Set problem 1: In the article on Victor Conte's doping claims, how long did Conte spend in prison for his role in the BALCO affair?

Text extract:

"""

RBSC
Collapse
Announcement
Collapse
No announcement yet.
Victor Conte on Usain Bolt and Jamaican sprinters(suspect)
Collapse
X
-
ROME — Former doping guru Victor Conte has pointed the finger of suspicion at world and Olympic champion Usain Bolt of Jamaica in an interview in which he also claims that all eight 100 metre finalists at the Sydney Olympics were cheats.
Conte, the former mentor to disgraced track star Marion Jones, was the brains behind the Bay Area Laboratory Co-Operative (BALCO) which produced and supplied once-undetectable designer steroids to many top sports stars.
A police raid on BALCO in 2004, and the fall-out from the affair, rocked athletics and baseball to its foundations and has ended the career of many promising athletes.
Three-time Olympic champion Jones never tested positive, but her career fell apart after she was jailed for perjury amid a federal investigation into BALCO which uncovered the full scope of Conte’s operation.
Seven years after BALCO’s demise, Conte believes that over half of top athletes are still doping.
“I believe that before the BALCO affair, 80% of athletes were using steroids, today that figure stands at about 65%,” Conte said in a hard-hitting interview with La Gazetta dello Sport Thursday.
Conte said he believed the success of Jamaica’s athletes could also be attributed to dubious methods.
“At the 2001 world championships athletes from a Caribbean country, not Jamaica, told me how a doctor from their team supplied them with testosterone, EPO (erythropoietin) and other kinds of steroids.
“I know, because I went to him and he gave me EPO.
“The same informer tells me now that before Beijing (Olympic Games in 2008) that the Jamaicans were applying the same protocol that I created at BALCO.
“I don’t have proof, but all you need to do is look at the results: I strongly suspect (Usain) Bolt, and the others (Jamaicans).”
Conte claims all eight finalists from the Sydney Olympics 100m final in 2000, won by American Maurice Greene ahead of Trinidad’s Ato Boldon and Obadele Thompson of Barbados, were also using banned products.
The other athletes were Britain’s Darren Campbell and Dwain Chambers, Ghana’s Aziz Zakari, American Jon Drummond and Kim Collins from Saint Kitts and Nevis, who went on to be crowned world champion in 2003.
“In the Sydney 100m final they were all at it (doping),” alleges Conte.
Chambers would later gain notoriety for becoming the first athlete to test positive for one of Conte’s designer drugs, THG (tetrahydrogestrinone), a banned steroid.
Conte said he also played a role in deciding the outcome of the women’s 100m final at the 2003 world championships, won by American Kelly White before she tested positive.
“Five other athletes (apart from White) were doped: it was me who supplied the drugs,” added Conte.
Conte, who spent four months in prison for his role in the affair, said he has offered to provide expert insights to the World Anti-Doping Agency (WADA), only to be turned down.
“I’ve made myself available, put forward names, addresses, websites, protocols… but you know what they told me? That we can’t trust someone who’s been sentenced,” he added.
Conte, who has claimed that current anti-doping procedures are inept, said he could give one example of where the drug testers are going wrong.
He explained having pointed out “the period during which tests should be intensified: the last third of a year before a major event. If they (testers) think they’re going to catch cheats at the Olympic Games or a world championships, they are kidding themselves.”

"""

Given records:
"""

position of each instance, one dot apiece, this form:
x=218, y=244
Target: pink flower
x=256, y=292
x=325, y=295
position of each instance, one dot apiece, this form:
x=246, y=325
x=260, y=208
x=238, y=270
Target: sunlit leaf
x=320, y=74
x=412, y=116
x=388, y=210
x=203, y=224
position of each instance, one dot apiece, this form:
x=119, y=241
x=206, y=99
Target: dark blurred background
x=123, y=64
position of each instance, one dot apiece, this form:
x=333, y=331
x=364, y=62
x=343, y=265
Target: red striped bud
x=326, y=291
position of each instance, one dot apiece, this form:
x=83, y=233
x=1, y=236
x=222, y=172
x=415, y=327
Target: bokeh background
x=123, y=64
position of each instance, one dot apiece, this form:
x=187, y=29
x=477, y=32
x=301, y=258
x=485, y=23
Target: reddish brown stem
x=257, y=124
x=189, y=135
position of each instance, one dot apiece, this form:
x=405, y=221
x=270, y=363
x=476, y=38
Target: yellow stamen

"""

Set problem 2: Show every line of the records that contains the word "Target". Case counts.

Response 1: Four months.

Response 2:
Target: pink flower
Target: sunlit leaf
Target: dark blurred background
Target: red striped bud
Target: bokeh background
Target: reddish brown stem
Target: yellow stamen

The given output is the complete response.